__What you are asked to do__
Your output must consist solely of the lines from the one containing "In this exercise you will tag the camouflage" through the end of the records, reproduced exactly.
** BEGIN Available records **
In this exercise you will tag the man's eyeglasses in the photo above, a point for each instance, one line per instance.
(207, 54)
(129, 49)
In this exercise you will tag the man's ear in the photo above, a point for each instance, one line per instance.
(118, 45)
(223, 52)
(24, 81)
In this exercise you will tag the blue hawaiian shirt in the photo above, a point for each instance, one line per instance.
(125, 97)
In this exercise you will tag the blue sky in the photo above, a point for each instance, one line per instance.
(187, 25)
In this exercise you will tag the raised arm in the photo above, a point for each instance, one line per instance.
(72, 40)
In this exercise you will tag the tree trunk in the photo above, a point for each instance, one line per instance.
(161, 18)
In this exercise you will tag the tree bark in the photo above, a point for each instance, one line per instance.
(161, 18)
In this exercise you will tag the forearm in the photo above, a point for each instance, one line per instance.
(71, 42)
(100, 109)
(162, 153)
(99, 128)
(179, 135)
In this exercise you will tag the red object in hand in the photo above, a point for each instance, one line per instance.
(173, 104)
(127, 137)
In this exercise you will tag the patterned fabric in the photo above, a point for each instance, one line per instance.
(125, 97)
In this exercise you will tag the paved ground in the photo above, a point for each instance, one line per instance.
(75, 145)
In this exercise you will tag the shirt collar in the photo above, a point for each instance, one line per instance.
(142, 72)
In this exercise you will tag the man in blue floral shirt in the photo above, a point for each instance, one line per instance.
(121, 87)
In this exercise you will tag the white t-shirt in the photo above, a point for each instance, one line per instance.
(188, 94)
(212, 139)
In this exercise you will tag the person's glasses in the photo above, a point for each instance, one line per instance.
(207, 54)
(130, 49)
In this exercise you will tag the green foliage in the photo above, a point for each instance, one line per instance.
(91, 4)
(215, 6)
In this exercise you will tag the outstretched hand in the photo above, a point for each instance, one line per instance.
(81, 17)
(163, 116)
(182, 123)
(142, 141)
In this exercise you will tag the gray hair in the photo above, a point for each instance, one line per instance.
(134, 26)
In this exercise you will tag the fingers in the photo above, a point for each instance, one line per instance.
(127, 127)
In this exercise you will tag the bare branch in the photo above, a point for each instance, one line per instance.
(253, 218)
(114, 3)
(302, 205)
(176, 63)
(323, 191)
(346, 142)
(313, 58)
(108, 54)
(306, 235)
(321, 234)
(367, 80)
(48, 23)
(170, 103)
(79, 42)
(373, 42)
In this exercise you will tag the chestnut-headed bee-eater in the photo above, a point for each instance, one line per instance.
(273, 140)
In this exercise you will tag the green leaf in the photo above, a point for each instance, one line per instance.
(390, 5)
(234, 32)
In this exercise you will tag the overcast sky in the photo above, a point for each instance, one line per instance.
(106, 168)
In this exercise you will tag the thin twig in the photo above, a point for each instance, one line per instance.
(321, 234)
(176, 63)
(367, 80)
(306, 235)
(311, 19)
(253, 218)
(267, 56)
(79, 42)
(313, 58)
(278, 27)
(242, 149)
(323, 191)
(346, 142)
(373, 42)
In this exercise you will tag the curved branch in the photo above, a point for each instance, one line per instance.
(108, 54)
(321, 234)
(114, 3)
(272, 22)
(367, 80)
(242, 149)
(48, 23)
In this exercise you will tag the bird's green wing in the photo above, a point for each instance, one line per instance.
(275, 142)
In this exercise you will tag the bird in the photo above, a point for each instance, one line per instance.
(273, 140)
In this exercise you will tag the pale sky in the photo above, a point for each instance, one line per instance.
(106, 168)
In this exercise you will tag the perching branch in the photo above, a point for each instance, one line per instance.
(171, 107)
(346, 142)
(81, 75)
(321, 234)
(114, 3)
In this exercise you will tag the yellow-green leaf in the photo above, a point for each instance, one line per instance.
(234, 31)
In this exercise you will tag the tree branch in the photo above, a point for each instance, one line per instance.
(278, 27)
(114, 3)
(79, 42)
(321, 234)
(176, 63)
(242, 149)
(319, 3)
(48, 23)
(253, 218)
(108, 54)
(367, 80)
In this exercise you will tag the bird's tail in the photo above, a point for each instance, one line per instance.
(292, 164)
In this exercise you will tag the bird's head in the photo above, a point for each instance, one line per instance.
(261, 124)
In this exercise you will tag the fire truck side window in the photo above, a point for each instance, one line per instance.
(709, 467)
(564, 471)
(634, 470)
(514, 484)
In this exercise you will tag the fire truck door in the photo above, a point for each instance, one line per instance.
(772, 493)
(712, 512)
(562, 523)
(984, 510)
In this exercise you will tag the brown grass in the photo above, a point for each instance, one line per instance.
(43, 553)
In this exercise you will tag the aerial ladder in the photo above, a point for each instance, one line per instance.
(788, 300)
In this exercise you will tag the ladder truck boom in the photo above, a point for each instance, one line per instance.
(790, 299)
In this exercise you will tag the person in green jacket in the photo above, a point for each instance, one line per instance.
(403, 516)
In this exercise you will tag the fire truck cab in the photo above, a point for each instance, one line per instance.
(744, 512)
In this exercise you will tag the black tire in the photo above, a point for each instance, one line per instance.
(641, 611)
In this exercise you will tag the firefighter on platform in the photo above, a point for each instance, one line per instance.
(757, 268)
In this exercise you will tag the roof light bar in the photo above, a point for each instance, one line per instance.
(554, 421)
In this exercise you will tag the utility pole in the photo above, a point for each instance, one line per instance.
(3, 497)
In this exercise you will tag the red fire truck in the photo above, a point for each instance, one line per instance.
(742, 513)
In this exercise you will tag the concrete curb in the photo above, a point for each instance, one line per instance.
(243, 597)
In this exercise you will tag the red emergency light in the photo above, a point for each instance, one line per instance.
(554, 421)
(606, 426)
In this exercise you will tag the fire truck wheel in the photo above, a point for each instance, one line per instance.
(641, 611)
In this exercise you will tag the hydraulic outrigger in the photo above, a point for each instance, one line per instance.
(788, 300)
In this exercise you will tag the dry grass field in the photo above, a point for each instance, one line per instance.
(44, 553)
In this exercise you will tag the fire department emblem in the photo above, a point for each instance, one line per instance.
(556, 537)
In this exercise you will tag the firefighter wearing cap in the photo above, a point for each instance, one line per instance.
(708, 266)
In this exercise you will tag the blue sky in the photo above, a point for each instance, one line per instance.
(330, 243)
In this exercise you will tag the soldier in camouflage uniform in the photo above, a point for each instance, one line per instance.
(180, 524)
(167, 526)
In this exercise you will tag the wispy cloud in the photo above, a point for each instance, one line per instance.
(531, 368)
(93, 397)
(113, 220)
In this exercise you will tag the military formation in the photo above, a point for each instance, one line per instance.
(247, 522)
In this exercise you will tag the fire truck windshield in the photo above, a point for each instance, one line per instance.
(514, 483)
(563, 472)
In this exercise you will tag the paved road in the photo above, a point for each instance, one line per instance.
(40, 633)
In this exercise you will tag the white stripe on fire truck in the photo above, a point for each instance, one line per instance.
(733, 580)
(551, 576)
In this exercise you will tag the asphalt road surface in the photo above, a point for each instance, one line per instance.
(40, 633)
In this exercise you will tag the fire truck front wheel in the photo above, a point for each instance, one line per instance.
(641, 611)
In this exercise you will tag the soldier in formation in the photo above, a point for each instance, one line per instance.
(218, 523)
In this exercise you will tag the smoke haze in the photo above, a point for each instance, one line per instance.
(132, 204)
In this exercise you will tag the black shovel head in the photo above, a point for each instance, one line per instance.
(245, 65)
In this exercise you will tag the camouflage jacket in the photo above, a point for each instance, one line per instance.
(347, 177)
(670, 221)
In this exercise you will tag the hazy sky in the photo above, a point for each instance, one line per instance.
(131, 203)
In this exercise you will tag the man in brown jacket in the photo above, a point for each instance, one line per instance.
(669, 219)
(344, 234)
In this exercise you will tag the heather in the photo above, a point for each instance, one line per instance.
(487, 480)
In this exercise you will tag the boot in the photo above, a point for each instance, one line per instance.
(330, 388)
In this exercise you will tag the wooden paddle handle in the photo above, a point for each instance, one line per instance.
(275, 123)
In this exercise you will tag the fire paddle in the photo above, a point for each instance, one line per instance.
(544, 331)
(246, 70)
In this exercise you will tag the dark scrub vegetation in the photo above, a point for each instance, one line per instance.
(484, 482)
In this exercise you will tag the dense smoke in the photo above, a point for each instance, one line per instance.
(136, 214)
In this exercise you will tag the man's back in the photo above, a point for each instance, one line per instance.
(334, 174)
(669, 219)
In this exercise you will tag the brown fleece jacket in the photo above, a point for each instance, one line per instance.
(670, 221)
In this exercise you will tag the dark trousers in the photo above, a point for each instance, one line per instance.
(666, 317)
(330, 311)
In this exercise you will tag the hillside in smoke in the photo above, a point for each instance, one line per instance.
** END Available records **
__Solved exercise__
In this exercise you will tag the camouflage jacket in the photo above, a point for each instance, one line per instance.
(347, 177)
(670, 221)
In this exercise you will tag the hazy sky in the photo above, a point for each instance, one line per instance.
(131, 203)
In this exercise you will tag the man in brown jacket in the photo above, a point for each instance, one line per instance.
(669, 219)
(344, 234)
In this exercise you will tag the heather in the photo above, a point for each instance, one line per instance.
(487, 480)
In this exercise you will tag the boot in the photo above, a point for each instance, one line per instance.
(330, 388)
In this exercise you will tag the wooden paddle handle in the photo above, a point for each instance, one line per instance.
(275, 123)
In this exercise you will tag the fire paddle in the photo above, a point for each instance, one line per instance.
(544, 331)
(246, 70)
In this exercise you will tag the dark scrub vegetation in the photo above, a point for each instance, one line per instance.
(484, 482)
In this exercise you will tag the dense smoke in the photo above, a point for each instance, one line per instance.
(136, 214)
In this exercise you will tag the man's back in the photo above, a point for each instance, one line per instance.
(334, 174)
(669, 219)
In this exercise you will tag the brown fleece jacket in the photo above, a point for each instance, one line per instance.
(670, 221)
In this exercise you will tag the dark trousers in the photo above, a point for each instance, one line per instance.
(666, 317)
(330, 311)
In this exercise you will tag the hillside in smoke in the photo above, a point for each instance, one line per instance.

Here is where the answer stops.